Copy the rows below word for word, leaving nothing out.

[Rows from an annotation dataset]

◆ ◆ ◆

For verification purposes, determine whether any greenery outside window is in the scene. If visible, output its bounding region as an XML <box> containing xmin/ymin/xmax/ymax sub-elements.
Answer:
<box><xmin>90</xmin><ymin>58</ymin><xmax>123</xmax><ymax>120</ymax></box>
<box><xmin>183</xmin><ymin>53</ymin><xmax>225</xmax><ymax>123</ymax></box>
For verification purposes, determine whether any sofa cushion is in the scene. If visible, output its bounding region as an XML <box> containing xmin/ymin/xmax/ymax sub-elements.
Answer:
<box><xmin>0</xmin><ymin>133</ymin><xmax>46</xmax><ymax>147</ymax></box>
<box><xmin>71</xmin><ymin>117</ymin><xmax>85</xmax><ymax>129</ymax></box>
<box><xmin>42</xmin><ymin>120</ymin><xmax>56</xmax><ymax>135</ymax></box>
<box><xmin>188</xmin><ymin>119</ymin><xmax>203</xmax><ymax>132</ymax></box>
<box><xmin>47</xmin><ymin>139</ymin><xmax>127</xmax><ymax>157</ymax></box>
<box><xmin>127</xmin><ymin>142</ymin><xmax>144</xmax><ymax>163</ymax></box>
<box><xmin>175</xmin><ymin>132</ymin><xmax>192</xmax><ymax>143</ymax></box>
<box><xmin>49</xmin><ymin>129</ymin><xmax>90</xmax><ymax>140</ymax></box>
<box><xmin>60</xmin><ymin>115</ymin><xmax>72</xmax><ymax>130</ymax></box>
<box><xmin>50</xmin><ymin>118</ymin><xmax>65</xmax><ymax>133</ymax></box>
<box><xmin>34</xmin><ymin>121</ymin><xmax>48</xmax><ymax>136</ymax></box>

◆ ◆ ◆

THE REPLY:
For verification purposes, determine whether any greenery outside window is in the scene. If visible, output its bounding region as an XML <box> containing xmin/ymin/xmax/ymax sub-elements.
Answer:
<box><xmin>90</xmin><ymin>58</ymin><xmax>123</xmax><ymax>120</ymax></box>
<box><xmin>183</xmin><ymin>53</ymin><xmax>225</xmax><ymax>123</ymax></box>
For verification purposes, determine whether any sofa cushion is in the scene. If visible, output its bounding region as an XML <box> containing xmin/ymin/xmax/ymax sub-elements.
Answer:
<box><xmin>0</xmin><ymin>133</ymin><xmax>46</xmax><ymax>147</ymax></box>
<box><xmin>71</xmin><ymin>117</ymin><xmax>85</xmax><ymax>129</ymax></box>
<box><xmin>42</xmin><ymin>120</ymin><xmax>56</xmax><ymax>135</ymax></box>
<box><xmin>188</xmin><ymin>119</ymin><xmax>203</xmax><ymax>132</ymax></box>
<box><xmin>47</xmin><ymin>139</ymin><xmax>127</xmax><ymax>157</ymax></box>
<box><xmin>127</xmin><ymin>142</ymin><xmax>144</xmax><ymax>163</ymax></box>
<box><xmin>175</xmin><ymin>132</ymin><xmax>192</xmax><ymax>143</ymax></box>
<box><xmin>49</xmin><ymin>129</ymin><xmax>90</xmax><ymax>140</ymax></box>
<box><xmin>60</xmin><ymin>115</ymin><xmax>72</xmax><ymax>130</ymax></box>
<box><xmin>50</xmin><ymin>118</ymin><xmax>65</xmax><ymax>133</ymax></box>
<box><xmin>34</xmin><ymin>121</ymin><xmax>48</xmax><ymax>136</ymax></box>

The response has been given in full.